ПОСТАВЛЕННАЯ ЗАДАЧА A>
Как изложить списком, короче и с сохранением главных фактов, абзац отрывка о Канте, который начинается словами «Интерес самого Канта»?
ПОСТАВЛЕННАЯ ЗАДАЧА B>
Можете продолжить отрывок о Канте и принципе деятельности в познании, начав сразу после его последнего предложения?

ФРАГМЕНТ СТРАНИЦЫ>
Кант. Принцип деятельности в теории познания.
У истоков философии первой половины XIX в. стоит Кант. Философия Канта была таким же переворотом в традиционном мышлении, каким промышленная революция в производстве. Это не просто внешняя аналогия. Великим открытием Канта был провозглашенный им принцип, что научное познание есть не просто пассивное отражение эмпирически данного предмета, а активная деятельность. Человек, согласно Канту, в состоянии познать только то, что он сам произвел; деятельность, таким образом, есть не нечто внешнее и даже противоположное познанию, как это представляла себе докантовская философия, — напротив, деятельность составляет само ядро, сущность познания.
То обстоятельство, что наука приводит к преобразованию мира, что ее результаты могут быть применены в производстве, уже заложено, согласно Канту, в самой сущности научного мышления, которое есть не что иное, как идеальное преобразование, идеальное конструирование объекта. «Мы не можем мыслить линию, не проводя ее мысленно, не можем мыслить окружность, не описывая ее, не можем представить себе три измерения пространства, не проводя из одной точки трех перпендикулярных друг другу линий, и даже время мы можем мыслить не иначе, как обращая внимание при проведении прямой линии… исключительно на действие синтеза многообразного, при помощи которого мы последовательно определяем внутреннее чувство, и тем самым имея в виду последовательность этого определения». Именно деятельность лежит в основе тех понятий, которыми оперирует наше мышление. К этому выводу о деятельном характере мышления Кант пришел не путем анализа человеческой практики, а путем анализа науки.
Интерес самого Канта в отличие от его последователей — Фихте, Шеллинга и Гегеля — лежал, во всяком случае, в первый период его деятельности, т. е. до 1770 г., в значительной степени в сфере естествознания, в первую очередь математики, механики и физики. В Кенигсбергском университете он читал не только курс философии, но и лекции по математике и физике. С естествознанием были связаны и его первые работы. Во «Всеобщей естественной истории и теории неба» (1755) он противопоставил метафизическому взгляду на мир идею развития, становления во времени. Но если Кант не только считал возможным, но и сам попытался объяснить, как постепенно сложилась Земля и все мироздание, то возможность естественнонаучного объяснения возникновения органической жизни он решительно отрицал. Хотя в данном случае Кант имел ввиду механистическое естествознание, так как другого не было, и представить себе его он еще не мог, в этом тезисе уже дал о себе знать агностицизм Канта, который впоследствии стал неотъемлемой частью его системы.
Признание деятельного характера мышления было большой заслугой Канта. Однако у него оказались принципиально разделенные две сферы: познаваемый мир явлений и непознаваемый мир вещи в себе. Преодолеть этот дуализм Канту не удалось.
В «Критике чистого разума» (1781) Кант развил идею о деятельном характере познания. Это было своеобразным теоретическим отображением того положения, которое начала приобретать наука в машинно-фабричном производстве в результате промышленной революции. Это, конечно, не означает, что Кант сознательно ставил своей целью осмыслить значение промышленной революции. Но, разрабатывая проблемы теории познания, он, не осознавая этого, дал теоретическое осмысление того, что еще только начинало зарождаться в ходе промышленной революции.

ВЫБРАННЫЕ СТРОКИ>

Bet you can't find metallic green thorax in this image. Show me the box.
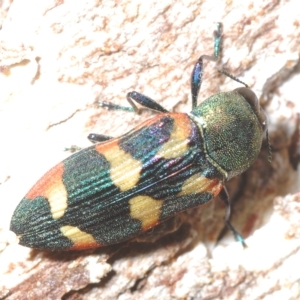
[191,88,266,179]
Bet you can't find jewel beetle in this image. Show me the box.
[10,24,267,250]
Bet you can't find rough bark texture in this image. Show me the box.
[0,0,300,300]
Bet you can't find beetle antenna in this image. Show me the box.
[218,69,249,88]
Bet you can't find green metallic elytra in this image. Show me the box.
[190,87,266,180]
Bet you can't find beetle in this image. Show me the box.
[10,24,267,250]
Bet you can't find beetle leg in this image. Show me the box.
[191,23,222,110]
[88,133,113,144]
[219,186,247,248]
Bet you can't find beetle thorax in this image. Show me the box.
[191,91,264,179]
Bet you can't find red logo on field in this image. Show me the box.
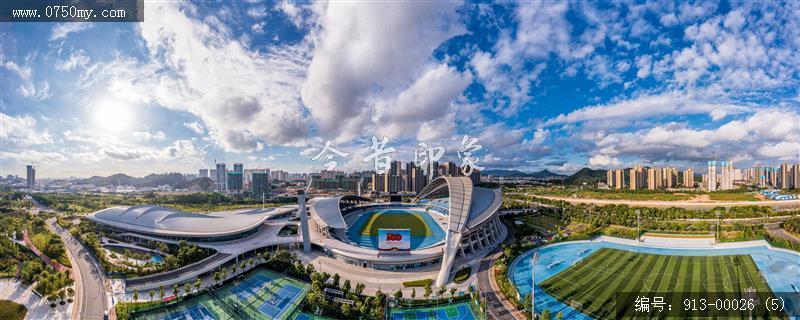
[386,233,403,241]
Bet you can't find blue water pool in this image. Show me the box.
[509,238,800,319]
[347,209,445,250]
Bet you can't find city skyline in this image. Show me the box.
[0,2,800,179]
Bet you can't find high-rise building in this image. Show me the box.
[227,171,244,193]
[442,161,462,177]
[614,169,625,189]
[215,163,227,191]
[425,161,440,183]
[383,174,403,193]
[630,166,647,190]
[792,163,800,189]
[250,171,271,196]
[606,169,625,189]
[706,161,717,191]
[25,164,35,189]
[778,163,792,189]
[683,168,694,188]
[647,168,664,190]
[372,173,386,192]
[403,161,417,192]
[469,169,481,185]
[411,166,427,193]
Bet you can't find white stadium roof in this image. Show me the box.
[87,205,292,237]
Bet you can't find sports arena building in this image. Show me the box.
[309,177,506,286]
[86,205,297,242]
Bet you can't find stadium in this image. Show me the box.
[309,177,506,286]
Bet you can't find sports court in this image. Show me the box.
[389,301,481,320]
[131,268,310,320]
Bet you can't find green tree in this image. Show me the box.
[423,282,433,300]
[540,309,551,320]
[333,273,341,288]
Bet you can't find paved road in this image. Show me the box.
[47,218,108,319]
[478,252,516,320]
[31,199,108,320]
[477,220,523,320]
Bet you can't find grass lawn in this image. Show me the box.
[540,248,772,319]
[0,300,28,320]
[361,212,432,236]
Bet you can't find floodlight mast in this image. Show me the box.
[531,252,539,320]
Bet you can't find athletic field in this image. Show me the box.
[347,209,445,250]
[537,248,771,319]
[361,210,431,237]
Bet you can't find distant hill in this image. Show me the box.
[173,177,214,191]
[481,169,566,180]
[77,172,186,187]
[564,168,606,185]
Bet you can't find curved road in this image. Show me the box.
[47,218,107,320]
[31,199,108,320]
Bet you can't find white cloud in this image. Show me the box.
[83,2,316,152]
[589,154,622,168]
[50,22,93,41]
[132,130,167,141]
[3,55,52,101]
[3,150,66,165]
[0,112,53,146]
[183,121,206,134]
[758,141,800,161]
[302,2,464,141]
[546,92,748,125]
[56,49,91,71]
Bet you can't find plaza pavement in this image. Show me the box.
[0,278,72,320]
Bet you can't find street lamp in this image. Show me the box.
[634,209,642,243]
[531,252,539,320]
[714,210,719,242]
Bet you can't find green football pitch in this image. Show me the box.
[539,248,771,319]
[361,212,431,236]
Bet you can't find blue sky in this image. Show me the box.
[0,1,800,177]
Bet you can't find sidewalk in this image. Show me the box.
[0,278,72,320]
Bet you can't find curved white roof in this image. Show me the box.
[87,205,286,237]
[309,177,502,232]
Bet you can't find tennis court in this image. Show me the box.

ИТОГОВЫЙ ОТВЕТ A>
- В отличие от Фихте, Шеллинга и Гегеля, Кант, по крайней мере до 1770 г., интересовался в основном естествознанием: математикой, механикой и физикой.
- В Кенигсбергском университете он читал не только философию, но и лекции по математике и физике.
- Его первые работы тоже были связаны с естествознанием.
- Во «Всеобщей естественной истории и теории неба» (1755) он противопоставил метафизическому взгляду на мир идею развития, становления во времени.
- Кант пытался объяснить, как сложились Земля и мироздание, но решительно отрицал, что естествознание может объяснить возникновение органической жизни.
- Он имел в виду механистическое естествознание, другого тогда не было. Однако в этом тезисе уже проявился его агностицизм, впоследствии ставший неотъемлемой частью его системы.

ИТОГОВЫЙ ОТВЕТ B>
Если «Критика чистого разума» объективно была отражением того нового, что вносила промышленная революция в понимание познавательной деятельности человека, то в своей «Критике практического разума» (1788) Кант по-своему, в идеалистической форме провозгласил идеал французской буржуазной революции — свободу человека. Принцип автономии воли, положенный Кантом в основу его этики, гласил: «Автономия воли есть такое свойство воли, благодаря которому она сама для себя закон». Быть свободным — значит, по Канту, повиноваться только тому закону, который человек сам над собой поставил. «В личности, — писал Кант, — … нет ничего возвышенного, поскольку она подчинена моральному закону, но в ней есть нечто возвышенное, поскольку, она устанавливает этот закон и только потому ему подчиняется».Подчиняться закону, смысл которого ей непонятен, который над ней поставлен традицией или религиозным установлением, моральная личность, по Канту, не должна. Здесь, как мы видим, звучит основной мотив философии Просвещения, идейно подготовившей французскую революцию: надо перестроить все существующее в соответствии с законами разума, — все, что не выдерживает суда разума, должно быть отвергнуто. Хотя в основании свободы человека Кант существенно отходит от традиций Просвещения, но в своем признании автономии воли и требовании к человеку освободиться от внешнего подчинения неразумным законам он вполне согласен как с Просвещением, так и с идеями Французской революции о свободе и равенстве.
Фихте. Деятельность и противоречивость как всеобщие принципы философии.
Дальнейшее развитие принципа деятельности нашло выражение в учении последователя Канта — Иогана Готтлиба Фихте. Этот принцип стал отправной точкой и основой его философии. В отличие от Канта Фихте почти не касался естественно-научной проблематики. Выходец из семьи бедного ткача, на себе испытавший нужду и лишения, он остро воспринимал произвол и бесправие, мерзость феодальных порядков и унизительность немецкой действительности его времени. Его волновали в первую очередь проблемы нравственные и социально-политические. Он осознал необходимость преобразования существующих социальных отношений в соответствии с теми идеалами свободы, которые были провозглашены в кантовской философии.
В результате кантовское понятие деятельности претерпело у Фихте существенное преобразование: он гораздо теснее связал его с практической деятельностью в сфере социально-исторического бытия, тем самым перенес кантовскую проблематику на почву истории. Поставив вопрос о внутренней логике развития форм человеческой активности, Фихте сделал центром тяжести своего учения историю и культуру.
Основное положение философии Фихте, если его сформулировать кратко, можно было бы выразить следующим образом: все то, что выступает для обычного взгляда («обыденного сознания», в терминологии Фихте) в качестве объекта, вещественной данности, есть на самом деле продукт деятельности субъекта; то, что предстает в качестве внешней необходимости, при философском рассмотрении оказывается продуктом свободы; основу всего того, что мы привыкли рассматривать как внешний, независимый от субъекта мир, можно понять только через самого субъекта.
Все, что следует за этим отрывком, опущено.